**ВЫБРАННЫЙ ОТРЫВОК**
:::

Далее Маркузе развивает этическую критику советской системы, показывая, что борьба с индивидуализмом и отождествление «морального» с «общественными интересами» и «политический пуританизм» разрушают личность и лишают систему будущего [Ibid. P. 266]. «В западной традиции интроекция этических ценностей происходила в "индивидууме" и вместе с "индивидуумом": его освобождение от старых традиционных экономических, политических и идеологических связей было предпосылкой эффективности процесса. Отделение человека от государства, общества, обычаев и традиций, его антагонистическое отношение к ним, а также к новым силам и институтам должны были стать предпосылкой его моральной автономии, спонтанной внутренней выработки и воспроизводства этических ценностей. Только на таком основании интроекция может стать подлинной интернализацией, то есть требованиями собственного сознания и веры индивида. Тем самым значительно усиливается их достоверность» [Ibid. P. 262].

:::

**ЗАДАНИЯ К УПРАЖНЕНИЮ**
1. Что, согласно отрывку о Маркузе, было предпосылкой эффективности процесса интроекции этических ценностей в западной традиции?
2. Пожалуйста, продолжите отрывок о Маркузе с последнего приведенного предложения.
Следующие далее строки — самостоятельный материал, к отрывку о Маркузе они не относятся.

Данные для указания объектов по описанию:
:::

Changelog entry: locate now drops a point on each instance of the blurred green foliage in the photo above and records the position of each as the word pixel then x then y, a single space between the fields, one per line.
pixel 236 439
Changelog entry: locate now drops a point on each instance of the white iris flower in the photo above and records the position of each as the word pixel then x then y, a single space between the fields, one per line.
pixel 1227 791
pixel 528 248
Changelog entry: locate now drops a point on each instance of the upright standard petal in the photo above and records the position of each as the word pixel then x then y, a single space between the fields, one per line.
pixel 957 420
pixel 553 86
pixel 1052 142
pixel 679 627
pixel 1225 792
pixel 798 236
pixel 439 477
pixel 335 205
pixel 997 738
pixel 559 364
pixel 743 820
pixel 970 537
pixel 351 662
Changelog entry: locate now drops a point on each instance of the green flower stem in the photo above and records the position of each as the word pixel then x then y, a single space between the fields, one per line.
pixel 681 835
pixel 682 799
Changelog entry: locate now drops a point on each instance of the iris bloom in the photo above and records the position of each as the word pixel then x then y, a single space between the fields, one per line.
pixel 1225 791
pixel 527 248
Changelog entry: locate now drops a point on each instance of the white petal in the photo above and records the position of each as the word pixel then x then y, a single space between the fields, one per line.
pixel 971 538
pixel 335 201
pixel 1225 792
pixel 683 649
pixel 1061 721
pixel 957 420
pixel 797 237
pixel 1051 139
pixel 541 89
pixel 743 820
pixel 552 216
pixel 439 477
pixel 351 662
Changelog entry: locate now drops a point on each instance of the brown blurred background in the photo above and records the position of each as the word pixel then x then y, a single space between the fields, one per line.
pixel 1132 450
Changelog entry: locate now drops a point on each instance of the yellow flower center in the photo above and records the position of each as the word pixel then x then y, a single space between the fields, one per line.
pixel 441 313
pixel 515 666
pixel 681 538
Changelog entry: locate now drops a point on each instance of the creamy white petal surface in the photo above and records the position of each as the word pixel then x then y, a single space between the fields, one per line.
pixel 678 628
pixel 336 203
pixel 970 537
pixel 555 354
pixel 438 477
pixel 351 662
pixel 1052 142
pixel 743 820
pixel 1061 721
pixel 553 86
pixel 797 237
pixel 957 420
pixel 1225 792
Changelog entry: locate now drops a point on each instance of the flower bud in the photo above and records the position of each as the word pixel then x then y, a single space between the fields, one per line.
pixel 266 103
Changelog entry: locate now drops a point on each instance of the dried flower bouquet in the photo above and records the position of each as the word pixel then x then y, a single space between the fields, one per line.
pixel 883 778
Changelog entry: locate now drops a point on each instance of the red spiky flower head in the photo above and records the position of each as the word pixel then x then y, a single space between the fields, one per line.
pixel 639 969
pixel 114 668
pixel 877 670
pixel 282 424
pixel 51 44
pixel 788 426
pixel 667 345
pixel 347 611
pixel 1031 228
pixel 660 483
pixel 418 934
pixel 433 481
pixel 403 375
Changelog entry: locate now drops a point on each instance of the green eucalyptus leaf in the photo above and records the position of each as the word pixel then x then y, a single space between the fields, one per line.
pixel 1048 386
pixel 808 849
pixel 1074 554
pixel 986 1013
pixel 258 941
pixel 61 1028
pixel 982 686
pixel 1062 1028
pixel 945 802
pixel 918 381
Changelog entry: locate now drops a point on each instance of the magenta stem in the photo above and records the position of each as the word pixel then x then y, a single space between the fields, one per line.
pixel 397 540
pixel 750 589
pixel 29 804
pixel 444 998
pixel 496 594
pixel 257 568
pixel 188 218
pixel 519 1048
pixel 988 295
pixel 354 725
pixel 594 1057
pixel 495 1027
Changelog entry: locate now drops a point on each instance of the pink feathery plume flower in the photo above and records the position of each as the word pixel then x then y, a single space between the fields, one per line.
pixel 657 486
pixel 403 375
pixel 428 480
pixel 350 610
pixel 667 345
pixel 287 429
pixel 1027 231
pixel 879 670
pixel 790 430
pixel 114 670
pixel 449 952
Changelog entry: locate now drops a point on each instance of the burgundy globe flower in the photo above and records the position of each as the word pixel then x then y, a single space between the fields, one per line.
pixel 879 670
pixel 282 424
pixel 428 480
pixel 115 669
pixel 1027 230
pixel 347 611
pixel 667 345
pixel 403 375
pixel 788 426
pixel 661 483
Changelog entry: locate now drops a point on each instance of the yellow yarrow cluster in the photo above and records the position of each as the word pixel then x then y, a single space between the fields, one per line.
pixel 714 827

:::

**РЕЗУЛЬТАТЫ ЗАДАНИЙ**
1. Освобождение индивидуума от старых традиционных экономических, политических и идеологических связей.

2.
В целом в основе развиваемой Маркузе критики СССР лежит всё тот же сквозной для всей истории Франкфуртской школы тезис об историческом поражении движения рабочего класса и проекта мировой революции: «Неспособность пролетариата действовать как революционный класс и поражение пролетарской революции допускаются марксистской теорией; как таковые, они не составляют событий, опровергающих теорию. В марксистской теории они обычно объясняются объективной и субъективной "незрелостью" и рассматриваются как временный регресс, после которого революционный процесс возобновится с последующим ростом классового сознания организованного пролетариата. Но дело обстоит совсем иначе, если, с побеждённой революцией или без неё, развитие зрелого капитализма обнаруживает долгосрочную тенденцию к классовому сотрудничеству, а не к классовой борьбе, к национальному и интернациональному разделению, а не к солидарности пролетариата в передовых индустриальных странах. В марксистской теории капитал и (наёмный) труд определяют друг друга, или, точнее, рост революционного пролетариата в конечном счёте определяет необратимое направление капиталистического развития. Следовательно, если со стороны пролетариата направление изменяется, капиталистическое развитие достигает новой стадии, к которой уже неприменимы традиционные марксистские категории» [Ibid. P. 18].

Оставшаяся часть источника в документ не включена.